(begin)

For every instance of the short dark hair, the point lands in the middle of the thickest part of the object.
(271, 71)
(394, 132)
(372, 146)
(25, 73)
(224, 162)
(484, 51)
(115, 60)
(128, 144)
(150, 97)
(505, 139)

(end)

▸ Stated goal:
Rewrite these rows with "short dark hair" changed to "close-cropped dark hair" and nothing else altered.

▸ Task answer:
For every instance of the close-cropped dark hair, the point lands in the middle of the thickest part of the object.
(271, 71)
(394, 132)
(372, 146)
(25, 73)
(224, 162)
(484, 51)
(115, 60)
(128, 144)
(150, 97)
(505, 139)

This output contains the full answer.